### EXERCISE REQUIREMENTS
Extract each line of the data below that contains the string "white". Case counts.

### MATERIAL SUPPLIED
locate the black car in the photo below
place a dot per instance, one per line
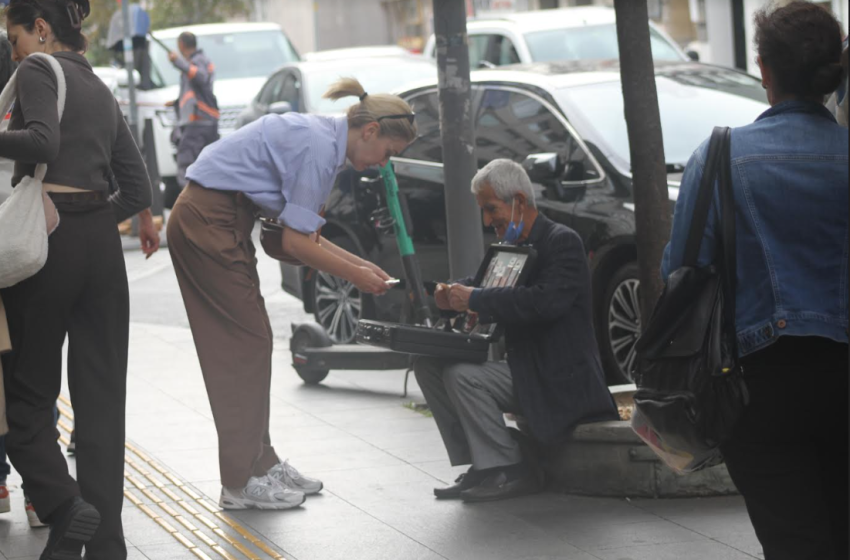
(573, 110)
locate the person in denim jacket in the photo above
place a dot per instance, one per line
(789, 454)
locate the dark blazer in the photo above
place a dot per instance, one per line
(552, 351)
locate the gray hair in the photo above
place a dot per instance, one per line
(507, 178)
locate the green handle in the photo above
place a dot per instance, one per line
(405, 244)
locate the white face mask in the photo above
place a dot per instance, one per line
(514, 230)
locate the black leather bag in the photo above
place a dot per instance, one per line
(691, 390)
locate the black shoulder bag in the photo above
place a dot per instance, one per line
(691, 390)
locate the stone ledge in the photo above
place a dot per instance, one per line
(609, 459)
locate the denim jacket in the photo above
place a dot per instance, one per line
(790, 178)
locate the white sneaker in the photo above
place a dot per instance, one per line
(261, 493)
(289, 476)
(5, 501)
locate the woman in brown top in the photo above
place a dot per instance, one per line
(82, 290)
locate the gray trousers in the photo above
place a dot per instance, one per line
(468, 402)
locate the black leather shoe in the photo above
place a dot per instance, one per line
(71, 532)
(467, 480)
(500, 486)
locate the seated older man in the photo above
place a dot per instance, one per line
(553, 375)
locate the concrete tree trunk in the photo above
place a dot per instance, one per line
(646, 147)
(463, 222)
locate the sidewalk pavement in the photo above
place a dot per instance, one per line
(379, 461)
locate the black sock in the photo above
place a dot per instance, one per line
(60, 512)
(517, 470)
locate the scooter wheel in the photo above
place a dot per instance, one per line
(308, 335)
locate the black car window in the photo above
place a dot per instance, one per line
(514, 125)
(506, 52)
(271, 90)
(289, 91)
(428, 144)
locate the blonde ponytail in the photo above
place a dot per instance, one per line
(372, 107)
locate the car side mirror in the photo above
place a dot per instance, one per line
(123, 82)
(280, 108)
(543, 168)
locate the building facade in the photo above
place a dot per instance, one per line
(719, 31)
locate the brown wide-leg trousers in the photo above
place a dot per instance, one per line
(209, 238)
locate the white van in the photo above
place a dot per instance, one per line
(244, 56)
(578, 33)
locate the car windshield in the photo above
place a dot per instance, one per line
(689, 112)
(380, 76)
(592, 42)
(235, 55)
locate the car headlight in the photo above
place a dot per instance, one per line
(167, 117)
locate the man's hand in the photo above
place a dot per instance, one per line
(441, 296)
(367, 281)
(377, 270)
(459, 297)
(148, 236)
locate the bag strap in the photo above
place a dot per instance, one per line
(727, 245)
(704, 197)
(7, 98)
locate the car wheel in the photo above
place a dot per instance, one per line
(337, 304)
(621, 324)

* * *

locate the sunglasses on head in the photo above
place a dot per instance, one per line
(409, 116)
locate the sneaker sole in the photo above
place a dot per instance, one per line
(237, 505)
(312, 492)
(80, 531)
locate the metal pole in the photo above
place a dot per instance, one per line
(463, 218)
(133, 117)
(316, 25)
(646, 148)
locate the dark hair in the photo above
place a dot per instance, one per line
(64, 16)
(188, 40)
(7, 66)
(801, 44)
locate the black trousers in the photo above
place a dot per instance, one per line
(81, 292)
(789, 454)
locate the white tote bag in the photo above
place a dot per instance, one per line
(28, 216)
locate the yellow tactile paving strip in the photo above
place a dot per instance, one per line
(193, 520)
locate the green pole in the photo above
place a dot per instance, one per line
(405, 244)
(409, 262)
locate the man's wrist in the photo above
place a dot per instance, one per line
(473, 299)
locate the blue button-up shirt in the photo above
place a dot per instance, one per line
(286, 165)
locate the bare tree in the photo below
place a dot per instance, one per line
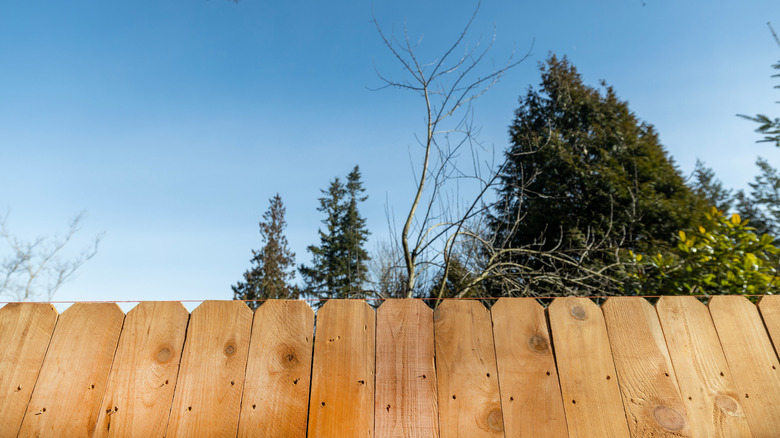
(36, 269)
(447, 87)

### TASK ANSWER
locate the white face mask in the photo above
locate the white sneaker in the photo above
locate the white van in the photo above
locate the white tote bag in the photo above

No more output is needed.